◆ Directions
Render the records below as a two-column CSV with the headers "instruction" and "response", one row per record. Put each record's text and its answer into their own quoted field, with line breaks replaced by spaces.

(Stored items from a collection)
# # # #

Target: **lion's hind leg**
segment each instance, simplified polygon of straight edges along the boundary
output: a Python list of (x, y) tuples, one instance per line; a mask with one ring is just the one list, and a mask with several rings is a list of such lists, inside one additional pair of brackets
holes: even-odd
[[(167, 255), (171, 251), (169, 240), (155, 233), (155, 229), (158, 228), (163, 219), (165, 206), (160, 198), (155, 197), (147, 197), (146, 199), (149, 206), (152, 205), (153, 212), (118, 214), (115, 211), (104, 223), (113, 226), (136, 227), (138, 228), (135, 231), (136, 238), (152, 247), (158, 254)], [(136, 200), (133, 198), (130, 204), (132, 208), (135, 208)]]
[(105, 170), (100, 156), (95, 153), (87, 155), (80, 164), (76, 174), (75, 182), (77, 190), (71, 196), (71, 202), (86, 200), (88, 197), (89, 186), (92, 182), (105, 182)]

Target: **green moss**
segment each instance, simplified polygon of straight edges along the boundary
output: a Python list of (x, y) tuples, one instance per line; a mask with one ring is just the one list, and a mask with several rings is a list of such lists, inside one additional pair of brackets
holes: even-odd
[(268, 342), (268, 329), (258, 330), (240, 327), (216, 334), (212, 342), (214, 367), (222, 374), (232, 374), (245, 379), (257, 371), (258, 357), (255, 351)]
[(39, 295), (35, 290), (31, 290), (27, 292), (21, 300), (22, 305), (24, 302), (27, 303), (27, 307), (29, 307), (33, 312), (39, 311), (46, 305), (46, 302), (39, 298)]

# # # #

◆ Answer to this task
instruction,response
"Target: **lion's hind leg** segment each instance, simplified polygon of straight edges along the boundary output: a Python list of (x, y) tuples, one instance per line; a mask with one ring is just the one list, and a mask with several rings is a list of such lists, inside one additional pair of brackets holes: even-odd","[[(167, 255), (171, 251), (169, 240), (155, 233), (155, 229), (158, 228), (163, 219), (165, 206), (160, 198), (155, 197), (147, 197), (146, 199), (149, 206), (152, 205), (153, 212), (118, 214), (115, 211), (104, 223), (113, 226), (136, 227), (138, 228), (135, 231), (136, 238), (152, 247), (158, 254)], [(136, 200), (133, 198), (130, 204), (132, 208), (135, 208)]] [(105, 170), (100, 156), (95, 153), (87, 155), (80, 164), (76, 174), (75, 182), (77, 190), (71, 196), (71, 202), (86, 200), (88, 197), (89, 186), (92, 182), (105, 182)]"
"Target: **green moss** segment each instance, simplified polygon of straight edges along the boundary output: a Python list of (x, y) tuples, one instance per line; a mask with one ring is just the one list, and a mask with several rings is a list of such lists, inside one additional pair of brackets holes: even-odd","[(268, 342), (268, 329), (258, 330), (240, 327), (216, 334), (212, 342), (214, 367), (222, 374), (232, 374), (245, 379), (257, 371), (258, 357), (255, 351)] [(39, 295), (35, 290), (31, 290), (27, 292), (21, 300), (22, 305), (24, 302), (27, 303), (27, 307), (29, 307), (33, 312), (39, 311), (46, 305), (46, 302), (39, 298)]"